--- START Records provided ---
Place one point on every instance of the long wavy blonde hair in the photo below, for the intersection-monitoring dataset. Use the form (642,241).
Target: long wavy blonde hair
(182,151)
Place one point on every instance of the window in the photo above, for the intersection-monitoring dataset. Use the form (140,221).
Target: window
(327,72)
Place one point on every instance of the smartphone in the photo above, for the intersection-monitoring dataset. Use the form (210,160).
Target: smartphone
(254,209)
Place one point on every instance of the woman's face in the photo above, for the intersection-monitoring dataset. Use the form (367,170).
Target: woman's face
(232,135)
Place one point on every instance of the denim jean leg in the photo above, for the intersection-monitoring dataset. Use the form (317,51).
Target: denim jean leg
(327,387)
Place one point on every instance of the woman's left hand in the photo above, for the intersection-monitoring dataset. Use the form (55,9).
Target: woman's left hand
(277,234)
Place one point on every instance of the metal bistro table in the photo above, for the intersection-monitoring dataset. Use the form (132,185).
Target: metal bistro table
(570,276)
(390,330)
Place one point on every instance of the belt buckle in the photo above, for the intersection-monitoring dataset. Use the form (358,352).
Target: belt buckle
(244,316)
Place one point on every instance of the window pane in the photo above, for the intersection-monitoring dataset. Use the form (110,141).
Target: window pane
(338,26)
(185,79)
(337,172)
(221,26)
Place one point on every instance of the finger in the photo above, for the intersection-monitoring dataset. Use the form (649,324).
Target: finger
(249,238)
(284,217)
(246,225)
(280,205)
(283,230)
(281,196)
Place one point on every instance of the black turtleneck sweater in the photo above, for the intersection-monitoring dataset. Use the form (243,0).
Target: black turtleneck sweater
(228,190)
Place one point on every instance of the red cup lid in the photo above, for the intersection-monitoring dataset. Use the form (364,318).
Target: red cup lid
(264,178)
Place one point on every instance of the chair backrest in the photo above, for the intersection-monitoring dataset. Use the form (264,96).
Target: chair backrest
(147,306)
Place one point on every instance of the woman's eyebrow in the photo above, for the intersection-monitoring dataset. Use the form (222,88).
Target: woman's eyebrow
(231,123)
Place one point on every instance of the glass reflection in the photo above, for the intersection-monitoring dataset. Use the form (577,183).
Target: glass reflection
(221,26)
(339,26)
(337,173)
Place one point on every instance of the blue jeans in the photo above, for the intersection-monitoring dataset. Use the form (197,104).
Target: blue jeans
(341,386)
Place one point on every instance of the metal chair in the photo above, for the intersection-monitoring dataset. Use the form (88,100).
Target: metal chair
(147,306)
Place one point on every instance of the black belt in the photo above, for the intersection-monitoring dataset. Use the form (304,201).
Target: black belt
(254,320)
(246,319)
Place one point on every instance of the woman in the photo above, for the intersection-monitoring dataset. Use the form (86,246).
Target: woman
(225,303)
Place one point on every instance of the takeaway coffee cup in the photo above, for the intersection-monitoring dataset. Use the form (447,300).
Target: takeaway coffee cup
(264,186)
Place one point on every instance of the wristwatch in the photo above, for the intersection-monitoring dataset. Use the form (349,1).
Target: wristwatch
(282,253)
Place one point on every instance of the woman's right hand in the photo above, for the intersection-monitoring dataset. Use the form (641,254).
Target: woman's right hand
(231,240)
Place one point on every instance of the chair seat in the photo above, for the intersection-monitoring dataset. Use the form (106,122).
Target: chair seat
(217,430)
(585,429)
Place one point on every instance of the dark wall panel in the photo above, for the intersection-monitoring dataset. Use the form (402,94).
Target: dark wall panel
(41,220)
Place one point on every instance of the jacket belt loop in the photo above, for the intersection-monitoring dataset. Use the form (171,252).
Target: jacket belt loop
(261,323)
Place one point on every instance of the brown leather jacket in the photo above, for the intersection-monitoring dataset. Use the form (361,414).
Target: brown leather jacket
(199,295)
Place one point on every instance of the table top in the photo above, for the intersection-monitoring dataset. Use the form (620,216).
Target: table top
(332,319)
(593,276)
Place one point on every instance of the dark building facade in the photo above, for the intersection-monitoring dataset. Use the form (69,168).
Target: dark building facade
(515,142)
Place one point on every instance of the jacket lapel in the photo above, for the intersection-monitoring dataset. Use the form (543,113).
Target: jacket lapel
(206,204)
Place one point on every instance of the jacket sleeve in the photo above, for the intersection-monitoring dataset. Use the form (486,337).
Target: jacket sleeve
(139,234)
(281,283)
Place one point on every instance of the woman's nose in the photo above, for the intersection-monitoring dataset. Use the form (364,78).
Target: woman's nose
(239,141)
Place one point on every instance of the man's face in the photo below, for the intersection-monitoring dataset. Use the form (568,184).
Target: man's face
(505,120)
--- END Records provided ---
# Problem:
Above are the records; retype every one exactly.

# Complete output:
Place one point on every instance of the long wavy blonde hair in the photo below, for the intersection-monitoring dataset. Use the form (642,241).
Target: long wavy blonde hair
(182,151)
Place one point on every instance of the window in the photo above, for the intersection-monitoring dataset. Use the form (140,221).
Target: window
(327,72)
Place one point on every instance of the smartphone in the photo above, for the intersection-monitoring dataset. Use the form (210,160).
Target: smartphone
(254,209)
Place one point on every instance of the woman's face in the photo above, for the intersection-monitoring dataset. Use the form (367,170).
Target: woman's face
(232,135)
Place one point on every instance of the denim jean leg in the photo above, for the intersection-monitoring dataset. Use the form (317,51).
Target: denim jean leg
(327,387)
Place one point on every instance of the woman's left hand in the photo above, for the intersection-monitoring dataset. Use the form (55,9).
Target: woman's left hand
(277,234)
Place one point on every instance of the metal bistro table in the photo above, for the intersection-monitoring dataset. Use the form (132,185).
Target: metal bistro table
(570,276)
(390,330)
Place one point on every instance of the belt buckle in the photo above, for the intersection-monitoring dataset. Use the form (358,352).
Target: belt buckle
(244,316)
Place one point on every instance of the window pane in the photo above, for the intersection-monitoring dataset. Use the form (110,141).
Target: window pane
(338,26)
(185,79)
(337,172)
(221,26)
Place one point on every instance of the finger in the photo above, for the intersection-monitoring dataset. Use the form (649,324).
Target: finger
(249,238)
(284,217)
(246,225)
(280,205)
(283,230)
(281,196)
Place one point on every instance of the black turtleneck sweater in the photo above, for the intersection-monitoring dataset. Use the form (243,0).
Target: black turtleneck sweater
(228,190)
Place one point on every instance of the red cup lid in the photo above, for the intersection-monitoring dataset. Use the form (364,318).
Target: red cup lid
(264,178)
Place one point on every instance of the chair backrest in the photo above, for the intersection-monitoring dataset. Use the form (264,96).
Target: chair backrest
(147,306)
Place one point on every instance of the woman's eyebrow in the photo above, for the intersection-monitoring dataset. Use the form (222,88).
Target: woman's eyebrow
(231,123)
Place one point on every instance of the glass reflection in the photo above, for the intersection-monitoring dataset. Use the form (577,183).
Target: glass reflection
(221,26)
(339,26)
(337,173)
Place one point on every instance of the blue jeans in the photo above, for the intersection-monitoring dataset. Use the form (197,104).
Target: blue jeans
(341,386)
Place one point on every instance of the metal chair in the photo above, for the intersection-monitoring dataset. Use the form (88,100).
Target: metal chair
(147,306)
Place one point on every instance of the black belt in the photo above, for the intersection-monitoring dataset. Use the form (304,201).
Target: black belt
(254,320)
(246,319)
Place one point on every instance of the woman in the photo above, for the intersection-monitoring dataset. Use the form (86,246).
Target: woman
(225,303)
Place one point on every instance of the takeaway coffee cup in the photo above, for the intersection-monitoring dataset. Use the form (447,300).
Target: takeaway coffee cup
(264,186)
Place one point on every instance of the wristwatch in the photo above, for the intersection-monitoring dataset. Use the form (349,1).
Target: wristwatch
(282,253)
Place one point on every instance of the woman's right hand in the photo above, for the intersection-monitoring dataset. Use the form (641,254).
Target: woman's right hand
(231,240)
Place one point on every instance of the chair seat in the photo above, for the intersection-monitoring dataset. Use the form (106,122).
Target: chair seat
(217,430)
(585,429)
Place one point on every instance of the dark wall panel in the photo above, for the intersection-monitoring dataset. Use the form (402,94).
Target: dark wall panel
(41,220)
Place one point on every instance of the jacket belt loop in the photo above, for the intersection-monitoring dataset. Use the form (171,252).
Target: jacket belt loop
(261,323)
Place one point on every instance of the brown leather jacket in the photo above, for the intersection-monitoring dataset. Use the form (361,414).
Target: brown leather jacket
(199,295)
Place one point on every instance of the table top in the photo above, for the intersection-monitoring dataset. Use the form (620,216).
Target: table top
(332,319)
(593,276)
Place one point on every instance of the dark building facade in the photo above, for the intersection-monitoring dataset. Use the form (69,168).
Target: dark building facade
(515,142)
Place one point on every instance of the jacket lapel in the photo above, for the intersection-monitoring dataset. Use the form (543,113).
Target: jacket lapel
(206,204)
Place one point on every instance of the jacket sleeve in the photo above, for the intersection-monitoring dataset. Use the form (486,337).
Target: jacket sleeve
(139,234)
(281,283)
Place one point on every instance of the woman's nose in the photo above, for the intersection-monitoring dataset. Use the form (364,78).
Target: woman's nose
(239,141)
Place one point on every instance of the man's face in the photo below, for the intersection-monitoring dataset. Use the form (568,184).
Target: man's face
(505,120)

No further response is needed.